▶ _WHAT TO DO_: Which lines below contain the string "floral"? Copy out each one, matching case exactly.

▶ _TASK INPUTS_:
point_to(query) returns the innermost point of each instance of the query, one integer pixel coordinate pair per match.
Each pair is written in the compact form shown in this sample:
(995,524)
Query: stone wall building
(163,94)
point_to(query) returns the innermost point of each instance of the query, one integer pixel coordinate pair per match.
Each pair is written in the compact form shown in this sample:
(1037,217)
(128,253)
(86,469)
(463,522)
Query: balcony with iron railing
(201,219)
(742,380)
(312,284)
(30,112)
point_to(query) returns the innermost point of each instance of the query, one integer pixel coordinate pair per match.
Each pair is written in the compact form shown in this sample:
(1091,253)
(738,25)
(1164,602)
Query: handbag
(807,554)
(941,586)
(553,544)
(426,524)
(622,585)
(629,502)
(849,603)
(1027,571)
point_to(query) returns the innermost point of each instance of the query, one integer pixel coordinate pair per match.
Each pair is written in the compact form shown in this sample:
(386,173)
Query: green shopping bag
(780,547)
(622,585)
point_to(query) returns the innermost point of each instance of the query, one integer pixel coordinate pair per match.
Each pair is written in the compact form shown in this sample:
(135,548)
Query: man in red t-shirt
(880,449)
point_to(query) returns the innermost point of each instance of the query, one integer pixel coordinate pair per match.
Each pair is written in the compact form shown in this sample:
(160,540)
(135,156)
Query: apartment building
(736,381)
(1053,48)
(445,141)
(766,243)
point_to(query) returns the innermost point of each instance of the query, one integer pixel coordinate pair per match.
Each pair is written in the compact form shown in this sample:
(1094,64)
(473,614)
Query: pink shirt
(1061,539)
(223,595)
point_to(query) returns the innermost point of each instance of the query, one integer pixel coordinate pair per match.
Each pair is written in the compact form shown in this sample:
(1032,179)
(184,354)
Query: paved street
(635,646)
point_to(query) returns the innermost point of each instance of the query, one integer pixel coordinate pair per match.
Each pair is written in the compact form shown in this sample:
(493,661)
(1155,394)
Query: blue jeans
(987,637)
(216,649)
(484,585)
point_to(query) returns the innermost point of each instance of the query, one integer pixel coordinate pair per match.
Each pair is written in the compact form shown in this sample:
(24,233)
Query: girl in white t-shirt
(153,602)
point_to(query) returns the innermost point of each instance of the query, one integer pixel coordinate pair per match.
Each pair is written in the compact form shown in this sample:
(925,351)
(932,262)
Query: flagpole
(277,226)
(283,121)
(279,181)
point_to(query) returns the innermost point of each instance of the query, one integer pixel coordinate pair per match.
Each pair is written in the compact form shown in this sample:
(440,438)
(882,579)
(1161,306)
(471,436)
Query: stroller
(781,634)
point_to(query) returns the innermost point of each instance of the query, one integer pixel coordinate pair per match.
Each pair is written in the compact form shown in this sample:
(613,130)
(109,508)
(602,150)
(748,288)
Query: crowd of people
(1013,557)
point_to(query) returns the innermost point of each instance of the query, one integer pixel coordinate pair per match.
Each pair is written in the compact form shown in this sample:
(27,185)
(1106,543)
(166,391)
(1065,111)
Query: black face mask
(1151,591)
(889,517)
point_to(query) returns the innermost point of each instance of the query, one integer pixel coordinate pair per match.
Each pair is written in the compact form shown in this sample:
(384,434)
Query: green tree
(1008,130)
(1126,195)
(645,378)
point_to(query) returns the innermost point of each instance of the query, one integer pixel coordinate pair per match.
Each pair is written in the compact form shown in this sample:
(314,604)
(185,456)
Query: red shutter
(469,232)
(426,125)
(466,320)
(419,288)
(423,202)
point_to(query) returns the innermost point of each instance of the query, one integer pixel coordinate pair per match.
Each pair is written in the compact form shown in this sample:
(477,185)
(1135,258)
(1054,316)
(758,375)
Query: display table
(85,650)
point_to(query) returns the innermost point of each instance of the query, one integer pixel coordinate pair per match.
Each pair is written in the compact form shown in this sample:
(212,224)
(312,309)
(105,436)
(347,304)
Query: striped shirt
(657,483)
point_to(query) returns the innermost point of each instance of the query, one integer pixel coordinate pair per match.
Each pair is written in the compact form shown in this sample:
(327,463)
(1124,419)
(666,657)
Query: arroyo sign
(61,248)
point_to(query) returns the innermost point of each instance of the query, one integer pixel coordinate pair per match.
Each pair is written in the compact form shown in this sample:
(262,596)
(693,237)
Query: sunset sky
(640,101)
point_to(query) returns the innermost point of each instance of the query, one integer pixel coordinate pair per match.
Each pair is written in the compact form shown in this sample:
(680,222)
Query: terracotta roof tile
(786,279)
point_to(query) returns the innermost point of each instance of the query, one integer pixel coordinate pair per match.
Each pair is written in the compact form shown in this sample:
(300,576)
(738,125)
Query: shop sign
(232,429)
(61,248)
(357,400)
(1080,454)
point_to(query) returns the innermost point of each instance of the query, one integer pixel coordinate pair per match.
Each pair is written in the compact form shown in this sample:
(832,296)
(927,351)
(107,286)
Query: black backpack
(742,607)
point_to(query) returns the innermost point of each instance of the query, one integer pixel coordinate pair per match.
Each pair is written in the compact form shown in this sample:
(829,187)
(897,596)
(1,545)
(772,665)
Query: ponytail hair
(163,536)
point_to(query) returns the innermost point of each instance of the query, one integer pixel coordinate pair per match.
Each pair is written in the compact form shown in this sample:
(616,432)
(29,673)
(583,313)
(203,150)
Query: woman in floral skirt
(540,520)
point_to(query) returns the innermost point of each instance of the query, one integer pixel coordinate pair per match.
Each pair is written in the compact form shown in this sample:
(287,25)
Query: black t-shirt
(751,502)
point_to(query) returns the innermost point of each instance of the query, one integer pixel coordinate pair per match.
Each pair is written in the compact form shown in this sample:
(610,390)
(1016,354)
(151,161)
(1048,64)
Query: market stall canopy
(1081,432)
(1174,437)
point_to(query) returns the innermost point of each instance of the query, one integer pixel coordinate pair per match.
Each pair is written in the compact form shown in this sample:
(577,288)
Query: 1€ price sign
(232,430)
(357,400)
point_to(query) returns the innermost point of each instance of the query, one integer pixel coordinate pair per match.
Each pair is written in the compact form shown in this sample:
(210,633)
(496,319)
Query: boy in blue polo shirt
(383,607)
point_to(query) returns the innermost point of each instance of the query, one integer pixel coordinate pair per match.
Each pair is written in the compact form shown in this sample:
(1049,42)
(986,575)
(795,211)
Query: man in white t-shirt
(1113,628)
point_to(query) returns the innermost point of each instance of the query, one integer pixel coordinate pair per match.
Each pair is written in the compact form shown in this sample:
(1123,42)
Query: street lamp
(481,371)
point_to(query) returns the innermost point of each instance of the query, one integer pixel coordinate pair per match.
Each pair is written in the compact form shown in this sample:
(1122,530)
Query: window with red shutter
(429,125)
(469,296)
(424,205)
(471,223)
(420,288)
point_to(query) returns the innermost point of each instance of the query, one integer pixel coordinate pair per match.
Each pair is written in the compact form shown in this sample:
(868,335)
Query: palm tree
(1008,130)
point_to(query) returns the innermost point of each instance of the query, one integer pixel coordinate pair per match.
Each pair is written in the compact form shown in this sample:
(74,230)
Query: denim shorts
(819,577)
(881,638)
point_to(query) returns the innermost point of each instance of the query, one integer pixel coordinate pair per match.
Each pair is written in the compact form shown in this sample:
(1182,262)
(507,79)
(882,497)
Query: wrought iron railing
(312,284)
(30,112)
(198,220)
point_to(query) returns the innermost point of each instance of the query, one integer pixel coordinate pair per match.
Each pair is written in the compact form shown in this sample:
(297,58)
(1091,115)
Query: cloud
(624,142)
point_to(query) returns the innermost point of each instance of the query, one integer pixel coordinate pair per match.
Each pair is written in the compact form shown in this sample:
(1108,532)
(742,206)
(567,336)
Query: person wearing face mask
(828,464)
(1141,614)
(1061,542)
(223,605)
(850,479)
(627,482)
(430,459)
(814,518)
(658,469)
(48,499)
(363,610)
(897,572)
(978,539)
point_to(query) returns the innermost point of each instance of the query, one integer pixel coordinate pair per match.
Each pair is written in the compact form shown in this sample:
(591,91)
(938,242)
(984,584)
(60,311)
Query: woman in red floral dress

▶ _RESULT_:
Query: woman in floral skirt
Query: woman in red floral dress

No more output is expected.